▸ Set problem: Find every line below that contains the word "glass" and copy each of those lines in full.

▸ The records:
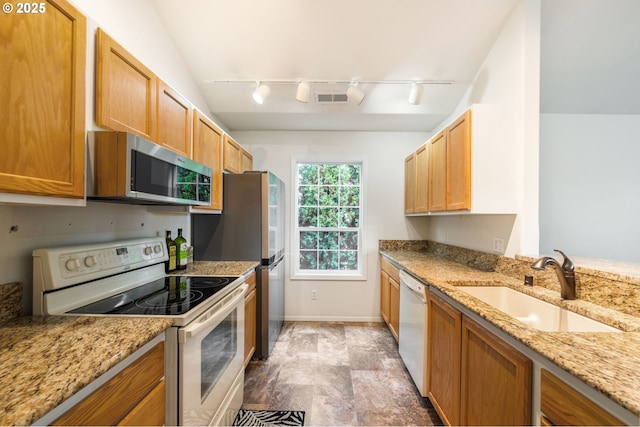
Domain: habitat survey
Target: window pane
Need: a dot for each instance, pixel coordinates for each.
(329, 174)
(328, 217)
(349, 240)
(348, 260)
(308, 239)
(349, 217)
(308, 174)
(328, 260)
(328, 240)
(308, 260)
(329, 196)
(308, 217)
(308, 195)
(350, 196)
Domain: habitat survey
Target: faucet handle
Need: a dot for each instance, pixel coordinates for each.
(567, 264)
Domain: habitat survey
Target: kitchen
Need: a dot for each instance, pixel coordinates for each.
(27, 229)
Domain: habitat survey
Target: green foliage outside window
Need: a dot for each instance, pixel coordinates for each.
(328, 215)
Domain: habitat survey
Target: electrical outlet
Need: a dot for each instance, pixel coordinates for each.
(498, 245)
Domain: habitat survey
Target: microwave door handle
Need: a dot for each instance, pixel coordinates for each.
(213, 314)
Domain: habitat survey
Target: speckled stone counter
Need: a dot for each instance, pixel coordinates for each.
(608, 362)
(45, 360)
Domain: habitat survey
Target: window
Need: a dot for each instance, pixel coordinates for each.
(328, 220)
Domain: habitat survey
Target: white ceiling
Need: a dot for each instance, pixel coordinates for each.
(334, 40)
(373, 40)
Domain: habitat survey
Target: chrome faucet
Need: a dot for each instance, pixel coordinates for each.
(566, 274)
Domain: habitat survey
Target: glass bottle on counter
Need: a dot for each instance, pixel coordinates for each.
(181, 251)
(171, 264)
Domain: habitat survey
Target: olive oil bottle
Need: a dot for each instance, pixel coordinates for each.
(171, 264)
(181, 251)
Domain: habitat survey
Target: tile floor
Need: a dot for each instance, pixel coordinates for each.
(347, 374)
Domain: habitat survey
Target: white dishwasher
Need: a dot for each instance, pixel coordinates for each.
(412, 337)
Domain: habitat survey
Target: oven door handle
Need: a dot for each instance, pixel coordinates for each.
(214, 314)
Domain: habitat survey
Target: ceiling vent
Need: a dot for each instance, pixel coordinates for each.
(331, 98)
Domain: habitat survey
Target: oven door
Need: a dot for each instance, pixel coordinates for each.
(211, 350)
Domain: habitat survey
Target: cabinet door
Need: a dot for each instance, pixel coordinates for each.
(246, 161)
(207, 149)
(421, 204)
(42, 81)
(174, 120)
(125, 90)
(493, 375)
(444, 359)
(409, 183)
(459, 163)
(394, 307)
(563, 405)
(438, 173)
(232, 150)
(385, 295)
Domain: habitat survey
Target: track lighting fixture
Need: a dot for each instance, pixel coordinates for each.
(302, 94)
(415, 95)
(261, 93)
(355, 95)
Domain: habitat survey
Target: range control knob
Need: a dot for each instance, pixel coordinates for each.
(72, 264)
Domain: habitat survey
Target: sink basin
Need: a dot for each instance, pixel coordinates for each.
(534, 312)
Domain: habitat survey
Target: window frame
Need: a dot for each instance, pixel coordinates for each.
(333, 275)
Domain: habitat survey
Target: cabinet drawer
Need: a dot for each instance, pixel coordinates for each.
(392, 271)
(120, 395)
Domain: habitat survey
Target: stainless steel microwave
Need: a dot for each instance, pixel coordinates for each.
(124, 167)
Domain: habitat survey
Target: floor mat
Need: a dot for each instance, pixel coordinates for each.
(247, 417)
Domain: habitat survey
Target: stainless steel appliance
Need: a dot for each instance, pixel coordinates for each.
(250, 228)
(204, 350)
(412, 337)
(124, 167)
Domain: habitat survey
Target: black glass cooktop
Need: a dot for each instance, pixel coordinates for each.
(170, 295)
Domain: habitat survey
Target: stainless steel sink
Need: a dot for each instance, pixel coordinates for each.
(534, 312)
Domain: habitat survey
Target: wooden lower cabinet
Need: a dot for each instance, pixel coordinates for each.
(135, 396)
(250, 319)
(562, 405)
(390, 296)
(495, 380)
(444, 349)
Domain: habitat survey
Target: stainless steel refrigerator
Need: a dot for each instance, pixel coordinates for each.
(250, 228)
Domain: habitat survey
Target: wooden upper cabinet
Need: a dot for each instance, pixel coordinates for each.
(421, 204)
(42, 81)
(125, 90)
(246, 160)
(459, 163)
(409, 183)
(174, 120)
(207, 149)
(438, 173)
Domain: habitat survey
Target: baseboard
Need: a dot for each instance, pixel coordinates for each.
(374, 319)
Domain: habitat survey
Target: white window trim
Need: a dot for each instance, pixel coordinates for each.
(331, 275)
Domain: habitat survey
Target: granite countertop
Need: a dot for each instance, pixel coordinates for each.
(46, 360)
(607, 361)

▸ Task output:
Target: glass bottle on counter
Target: black glass cooktop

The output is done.